* _Dataset extract_:
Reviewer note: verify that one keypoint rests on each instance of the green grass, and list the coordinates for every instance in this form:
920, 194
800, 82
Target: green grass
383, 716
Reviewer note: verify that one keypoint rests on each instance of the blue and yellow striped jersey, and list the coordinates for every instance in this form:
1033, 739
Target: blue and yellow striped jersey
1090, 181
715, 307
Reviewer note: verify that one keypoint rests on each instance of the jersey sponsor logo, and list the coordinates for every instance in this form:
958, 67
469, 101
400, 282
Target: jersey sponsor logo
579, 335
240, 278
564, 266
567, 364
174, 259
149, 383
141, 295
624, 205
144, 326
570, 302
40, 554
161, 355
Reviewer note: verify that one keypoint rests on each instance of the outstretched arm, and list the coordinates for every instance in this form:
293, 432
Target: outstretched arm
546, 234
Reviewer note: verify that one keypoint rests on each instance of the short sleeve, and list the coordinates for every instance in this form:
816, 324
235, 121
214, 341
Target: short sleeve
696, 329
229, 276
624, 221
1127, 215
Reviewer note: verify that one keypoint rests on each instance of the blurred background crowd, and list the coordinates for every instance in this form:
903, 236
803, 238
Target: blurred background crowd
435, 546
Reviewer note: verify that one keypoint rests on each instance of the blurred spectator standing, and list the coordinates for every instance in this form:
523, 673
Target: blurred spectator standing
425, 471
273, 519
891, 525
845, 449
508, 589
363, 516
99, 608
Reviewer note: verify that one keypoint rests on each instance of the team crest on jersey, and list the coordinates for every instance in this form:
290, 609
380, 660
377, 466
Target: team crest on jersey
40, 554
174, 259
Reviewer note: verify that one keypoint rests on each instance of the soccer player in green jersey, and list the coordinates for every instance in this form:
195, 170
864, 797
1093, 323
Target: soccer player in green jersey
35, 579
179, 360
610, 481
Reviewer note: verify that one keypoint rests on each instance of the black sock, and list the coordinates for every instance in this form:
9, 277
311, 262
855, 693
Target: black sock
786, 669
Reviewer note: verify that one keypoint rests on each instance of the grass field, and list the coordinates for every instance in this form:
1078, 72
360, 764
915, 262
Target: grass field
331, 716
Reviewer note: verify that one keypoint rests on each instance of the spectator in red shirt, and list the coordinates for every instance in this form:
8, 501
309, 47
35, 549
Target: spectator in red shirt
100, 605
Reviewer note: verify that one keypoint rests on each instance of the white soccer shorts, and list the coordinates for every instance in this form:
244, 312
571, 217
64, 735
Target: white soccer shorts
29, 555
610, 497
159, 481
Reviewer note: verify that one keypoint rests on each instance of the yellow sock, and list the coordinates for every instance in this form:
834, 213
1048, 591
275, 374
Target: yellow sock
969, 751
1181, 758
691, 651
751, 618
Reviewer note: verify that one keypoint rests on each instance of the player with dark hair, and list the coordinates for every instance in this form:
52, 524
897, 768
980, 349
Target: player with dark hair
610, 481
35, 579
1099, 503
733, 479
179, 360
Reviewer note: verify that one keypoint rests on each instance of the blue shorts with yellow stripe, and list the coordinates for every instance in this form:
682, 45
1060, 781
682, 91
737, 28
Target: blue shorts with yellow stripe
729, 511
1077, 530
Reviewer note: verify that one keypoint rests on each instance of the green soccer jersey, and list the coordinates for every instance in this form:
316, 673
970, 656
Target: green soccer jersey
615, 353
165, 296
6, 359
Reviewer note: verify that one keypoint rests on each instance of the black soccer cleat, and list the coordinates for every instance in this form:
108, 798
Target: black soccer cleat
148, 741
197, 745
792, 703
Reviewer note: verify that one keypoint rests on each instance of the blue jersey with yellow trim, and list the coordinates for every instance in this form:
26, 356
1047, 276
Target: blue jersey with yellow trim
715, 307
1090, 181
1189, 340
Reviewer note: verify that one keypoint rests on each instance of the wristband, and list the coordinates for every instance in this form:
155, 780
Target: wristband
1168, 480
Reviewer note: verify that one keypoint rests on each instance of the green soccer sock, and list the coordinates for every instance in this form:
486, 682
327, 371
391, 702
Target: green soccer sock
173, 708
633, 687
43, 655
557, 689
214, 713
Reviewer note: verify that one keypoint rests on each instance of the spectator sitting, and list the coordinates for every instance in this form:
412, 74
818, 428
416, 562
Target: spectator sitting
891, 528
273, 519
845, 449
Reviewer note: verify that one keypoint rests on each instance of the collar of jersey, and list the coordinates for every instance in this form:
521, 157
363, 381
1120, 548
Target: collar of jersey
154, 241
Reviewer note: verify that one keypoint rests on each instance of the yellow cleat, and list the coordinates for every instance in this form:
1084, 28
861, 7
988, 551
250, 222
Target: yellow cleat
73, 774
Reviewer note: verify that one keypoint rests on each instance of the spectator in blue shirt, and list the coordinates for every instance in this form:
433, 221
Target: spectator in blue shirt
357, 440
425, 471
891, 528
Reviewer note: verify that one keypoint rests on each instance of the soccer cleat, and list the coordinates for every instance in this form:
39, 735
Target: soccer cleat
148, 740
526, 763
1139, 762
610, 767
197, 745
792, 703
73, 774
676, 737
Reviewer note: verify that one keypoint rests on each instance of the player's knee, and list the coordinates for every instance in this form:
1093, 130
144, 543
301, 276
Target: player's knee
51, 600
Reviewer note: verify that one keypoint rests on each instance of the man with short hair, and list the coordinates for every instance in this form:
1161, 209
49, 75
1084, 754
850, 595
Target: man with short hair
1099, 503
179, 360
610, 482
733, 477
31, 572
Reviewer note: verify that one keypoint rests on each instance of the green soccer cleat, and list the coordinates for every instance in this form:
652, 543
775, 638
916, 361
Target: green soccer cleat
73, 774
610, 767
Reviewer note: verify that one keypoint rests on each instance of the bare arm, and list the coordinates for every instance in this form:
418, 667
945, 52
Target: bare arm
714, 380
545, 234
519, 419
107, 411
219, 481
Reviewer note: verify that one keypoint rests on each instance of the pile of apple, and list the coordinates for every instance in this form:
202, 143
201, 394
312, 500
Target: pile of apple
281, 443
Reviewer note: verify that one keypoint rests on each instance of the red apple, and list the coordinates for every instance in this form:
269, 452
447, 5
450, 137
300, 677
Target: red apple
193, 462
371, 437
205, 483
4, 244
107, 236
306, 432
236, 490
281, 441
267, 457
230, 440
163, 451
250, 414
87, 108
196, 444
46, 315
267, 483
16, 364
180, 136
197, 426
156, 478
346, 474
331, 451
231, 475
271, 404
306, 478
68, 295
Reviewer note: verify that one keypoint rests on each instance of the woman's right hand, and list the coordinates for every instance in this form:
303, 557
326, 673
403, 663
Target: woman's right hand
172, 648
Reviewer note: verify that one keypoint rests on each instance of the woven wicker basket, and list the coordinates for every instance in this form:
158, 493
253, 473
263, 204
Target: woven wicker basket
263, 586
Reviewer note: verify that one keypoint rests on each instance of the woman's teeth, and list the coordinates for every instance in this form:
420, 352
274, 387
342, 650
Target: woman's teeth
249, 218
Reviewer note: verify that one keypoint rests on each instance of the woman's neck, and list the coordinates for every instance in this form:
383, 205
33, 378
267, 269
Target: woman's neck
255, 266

* _Task requirements_:
Without leaving anything out, repeat every entry shown above.

* _Result below_:
Reviewer note: verify that one keypoint rests on each instance of the green grass, and list the coordinates for every instance in this form:
920, 194
800, 82
Target: green grass
383, 716
Reviewer note: verify that one keypoint rests on each instance of the blue and yellow striped jersey, and list the coordinates for every instance in this form:
1033, 739
Target: blue and yellow striped jersey
1090, 181
715, 307
Reviewer note: verify that one keypoint rests on each instance of the jersey sponsor logo, and list the coordinates for every instance in this form:
958, 67
469, 101
400, 282
Target: jersey sponsor logo
579, 335
240, 278
564, 266
567, 364
174, 259
149, 383
141, 295
624, 205
144, 326
570, 302
40, 554
161, 355
Reviewer note: verify that one keypoint rests on each instance of the outstretched arm, and list the coordinates for every instance in this form:
293, 432
Target: outstretched arm
546, 234
Reviewer note: verify that one keypoint rests on each instance of the short sleeve, and list the coordinates for every instance in this form:
816, 324
235, 121
214, 341
Target: short sleeve
696, 329
229, 276
624, 221
1127, 215
Reviewer note: verify that one keypoint rests on each instance of the blurred background crowd, and list the coordinates for every instance in this form:
903, 236
803, 238
Target: blurred background crowd
435, 546
Reviewer note: verify that one keypoint rests on each instance of the blurred spectator standing, and list the coordinates for every instance in this form:
523, 673
Target: blurred spectator standing
425, 471
273, 519
891, 525
845, 449
508, 589
363, 516
99, 608
Reviewer note: verify that one keypoint rests on each instance of the team crest on jersey, and list the coordinates for every instance in this form:
290, 609
380, 660
377, 466
Target: team crest on jersey
40, 554
174, 259
Reviewer note: verify that one keypoint rests on each instance of the soccer player in green jersey, and list the coordinates for every instance in this form:
195, 170
864, 797
1093, 323
Target: soccer player in green jersey
35, 579
179, 360
610, 481
Reviewer note: verify that one keypoint rests on each instance of the black sock, and list the coordinates for every instance in this form:
9, 277
311, 262
855, 693
Target: black sock
786, 669
Reviewer note: verify that one keypoint rests on each instance of the grass field, and list the coordinates for every instance in this form:
1078, 72
360, 764
915, 262
Target: grass field
331, 716
Reviewer note: verify that one keypoint rests on each instance of the spectator in red shirt, and list the coordinates for every instance in this form:
8, 501
309, 47
35, 549
Target: spectator in red shirt
100, 605
Reviewer note: verify that one keypoint rests on each instance of the white soccer shorts, and list the coordinates for every instance in this form:
244, 312
571, 217
64, 735
Target: white soccer shorts
29, 555
610, 497
159, 481
Reviewer note: verify that one keypoint rests on each instance of the yellow sock, and list the coordinates for every instance in this form:
834, 213
1048, 591
275, 374
Target: yellow sock
969, 751
1181, 758
691, 651
751, 618
Reviewer note: verify that one keypoint rests on each instance of the player with dark hair, and list the coordinates for every instance in this form:
52, 524
897, 768
980, 349
Target: player with dark hair
610, 481
35, 579
1099, 503
733, 479
179, 360
Reviewer note: verify that one keypoint rests on each instance of the blue shorts with yellow stripe, and list the coordinates for every instance in this form:
682, 45
1060, 781
682, 91
737, 28
Target: blue shorts with yellow stripe
729, 511
1077, 530
Reviewer note: verify that one keypoint rests on each instance of the green soccer jersey, and list the coordinates for every instance in this form:
316, 673
970, 656
Target: green soccer jersey
615, 353
165, 296
6, 359
Reviewer note: verify that one keypoint rests on each instance of the black soccer cleat, and list the coordinates for every instance in this form:
108, 798
Target: black soccer cleat
148, 741
197, 745
792, 703
Reviewer note: verify that one keypoint rests on each instance of the blue jersey with yellow trim, and list the coordinates for every instance in this form:
26, 356
1047, 276
Target: blue jersey with yellow trim
715, 307
1090, 181
1189, 340
Reviewer note: verify that one keypoint rests on each instance of the wristband, and list the coordinates for every instance in this form:
155, 780
Target: wristband
1168, 480
Reviewer note: verify that one keypoint rests on each instance of the green soccer sock, and list the coordinates for every instance in this form:
486, 682
327, 371
391, 702
Target: green soccer sock
173, 708
633, 687
43, 655
557, 689
214, 713
Reviewer note: verify that one keypoint rests on each instance of the spectator sitting, and list the coordinates for every instance in this form:
412, 74
818, 428
416, 562
Target: spectator sitting
891, 528
273, 519
845, 449
Reviewer note: verify that one keypoint rests on each instance of the collar of jersey, and list the coordinates for every instance in this form:
521, 157
363, 381
1120, 548
Target: collar of jersey
154, 241
Reviewer note: verify that one keypoint rests on each instance of the yellow cleat, and list the coordinates for every instance in this form:
1084, 28
861, 7
988, 551
250, 222
Target: yellow cleat
73, 774
Reviewer note: verify that one keypoint rests on each instance of the spectator in blue shirt, and list the coordinates for every instance in this form:
433, 221
Target: spectator in blue shirt
357, 440
425, 471
891, 528
Reviewer note: verify that one keypoint rests on each instance of the soccer cleat, and list the coordinates for every instance in this form:
39, 735
Target: soccer cleat
148, 740
526, 763
1139, 762
610, 767
197, 745
792, 703
73, 774
676, 737
Reviewer note: verify that one keypoint rests on each instance of the player's knee, and list the coordinates for every instance in this form:
1093, 130
144, 543
301, 276
Target: player's knee
51, 600
Reviewer note: verify that one keypoint rests on each instance of the man with short hair, and list the coordinates for every instance in this form:
1161, 209
49, 75
1084, 754
850, 595
Target: man with short hair
1099, 503
179, 360
610, 482
733, 477
31, 572
Reviewer note: verify that one keypoint rests on each instance of the green soccer cleat, and list the coordinates for every instance in this form:
652, 543
775, 638
916, 361
Target: green soccer cleat
73, 774
610, 767
Reviewer note: verify that one keypoint rests on each instance of the bare arm, and list the coordinates for every instance in this form:
418, 667
945, 52
Target: bare arm
714, 380
545, 234
519, 419
107, 411
219, 481
Reviewer note: verify that one keypoint rests on each instance of the pile of apple, and list the coordinates for every instance in this form:
202, 143
201, 394
312, 500
Target: pile of apple
281, 443
Reviewer note: verify that one keypoint rests on each instance of the red apple, and list the coordinates for every instance in this form:
269, 452
447, 5
450, 137
300, 677
Target: red apple
193, 462
371, 437
205, 483
4, 244
107, 236
306, 432
236, 490
281, 441
267, 457
230, 440
163, 451
250, 414
87, 108
196, 444
46, 315
267, 483
16, 364
180, 136
197, 426
156, 478
346, 474
331, 451
231, 475
271, 404
306, 478
68, 295
Reviewer note: verify that one keypoint rests on each instance of the woman's right hand, and list the coordinates for every instance in this form:
303, 557
326, 673
403, 663
Target: woman's right hand
172, 648
Reviewer note: verify that one keypoint rests on each instance of the woven wicker basket, and list the coordinates for every instance in this form:
158, 493
253, 473
263, 204
Target: woven wicker basket
263, 586
Reviewer note: verify that one keypoint rests on each instance of the woman's teeth, and list the coordinates for every instance in this form:
420, 352
274, 387
342, 650
Target: woman's teeth
249, 218
Reviewer note: verify that one keypoint rests on each instance of the woman's neck, and list the coordinates for every instance in this form:
383, 205
33, 378
267, 269
Target: woman's neck
255, 266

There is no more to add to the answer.